:: PASSAGE SHOWN ::
* * * * * * * * *
He was my friend, faithful and just to me:

When that the poor have cried, Caesar hath wept:
Ambition should be made of sterner stuff:


You all did love him once, not without cause: 
What cause withholds you then, to mourn for him?
O judgment! thou art fled to brutish beasts,
And men have lost their reason.
Bear with me; My heart is in the coffin there with Caesar,
 
And I must pause till it come back to me.


In Shakespeare's world view, the truth always comes out in one way or another, usually in a character's words and actions. And so even here, when Mark Antony is trying his damnedest to manipulate the mob, the anguish keeps coming out. So there's always a "bursting out," even in as careful a speech as Antony's funeral oration. (That the emotional burst outs help his cause doesn't mean they aren't real.) So think of that as an aspect of S's voice-- that characters reveal, whether they want to or not. Dialogue in Shakespeare is never on one level, meant simply to convey external information. It's also meant to conceal and deceive, and while it's doing that (with the other characters), it's also revealing (to the audience) the truth about this person. This is part of his voice, part of his world view-- humans are complicated, but they are not incomprehensible.

Notice that Cassius pretends that he wants to kill Caesar to save Rome, but his own words tell a different truth, that he is envious of Caesar's charisma and resentful that it isn't his-- a real narcissist, and that slips out when he speaks of why Caesar isn't qualified to lead Rome:

I had as lief not be as live to be 
In awe of such a thing as I myself.
 
I was born free as Caesar


But that narcissism actually teaches him how to appeal to Brutus, because he can sense that beneath Brutus's undeniably noble qualities is vanity: 

The fault, dear Brutus, is not in our stars, 
But in ourselves, that we are underlings.
Brutus and Caesar: what should be in that 'Caesar'? 
Why should that name be sounded more than yours? 
Write them together, yours is as fair a name; 
Sound them, it doth become the mouth as well; 
Weigh them, it is as heavy; conjure with 'em, 
Brutus will start a spirit as soon as Caesar.


(Notice also Shakespeare's characteristic preoccupation with names-- "Romeo, oh, Romeo, wherefore are thou Romeo?" Another aspect of voice is what we emphasize and repeat.)

As with Antony, Brutus reveals what matters to him, what drives him, in his speech. He might be trying to save Rome from the man he thinks might be a dictator, though he also seems to want to save Caesar from becoming just another ambitious tyrant. But he's truly getting played by Cassius, who knows just how to get to him-- Here's Brutus, reading an "anonymous" note ostensibly sent by a common citizen:

Opens the letter and reads

'Brutus, thou sleep'st: awake, and see thyself.
* * * * * * * * *
:: DATA PROVIDED ::
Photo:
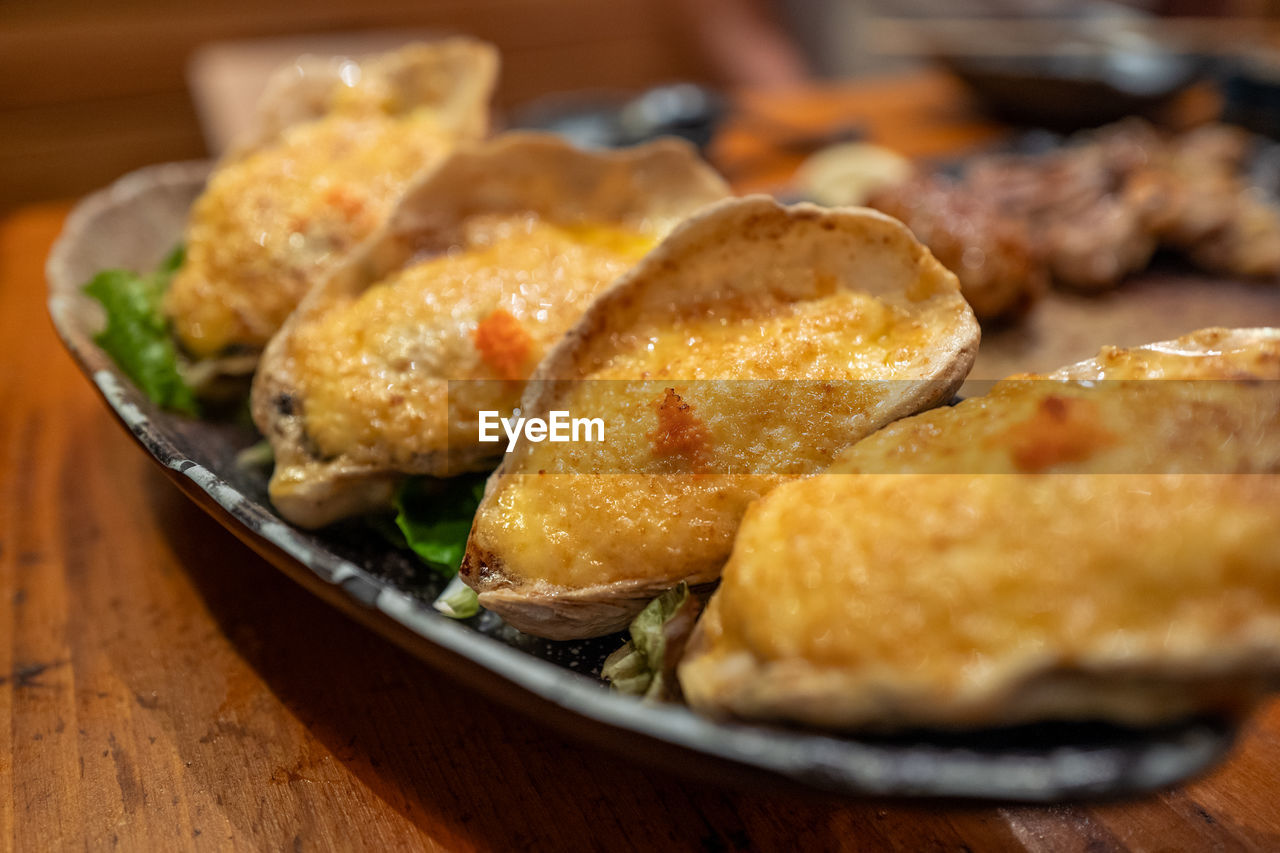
* * * * * * * * *
:: WHAT YOU NEED TO DO ::
• 1. From the commentary on Shakespeare's voice, extract the part from "I was born free" up to and including "more than yours?".
• 2. Using the commentary on Shakespeare's voice, answer each question briefly:
(a) What is Cassius envious of?
(b) What does Cassius sense beneath Brutus's noble qualities?
(c) Who supposedly sent the note that Brutus reads?
• 3. List every character named in the commentary on Shakespeare's voice, including any that are named only inside a quotation.

:: FINAL ANSWERS ::
• 1.
I was born free as Caesar


But that narcissism actually teaches him how to appeal to Brutus, because he can sense that beneath Brutus's undeniably noble qualities is vanity: 

The fault, dear Brutus, is not in our stars, 
But in ourselves, that we are underlings.
Brutus and Caesar: what should be in that 'Caesar'? 
Why should that name be sounded more than yours?

• 2.
(a) Caesar's charisma
(b) Vanity
(c) A common citizen

• 3.
Caesar
Mark Antony
Cassius
Brutus
Romeo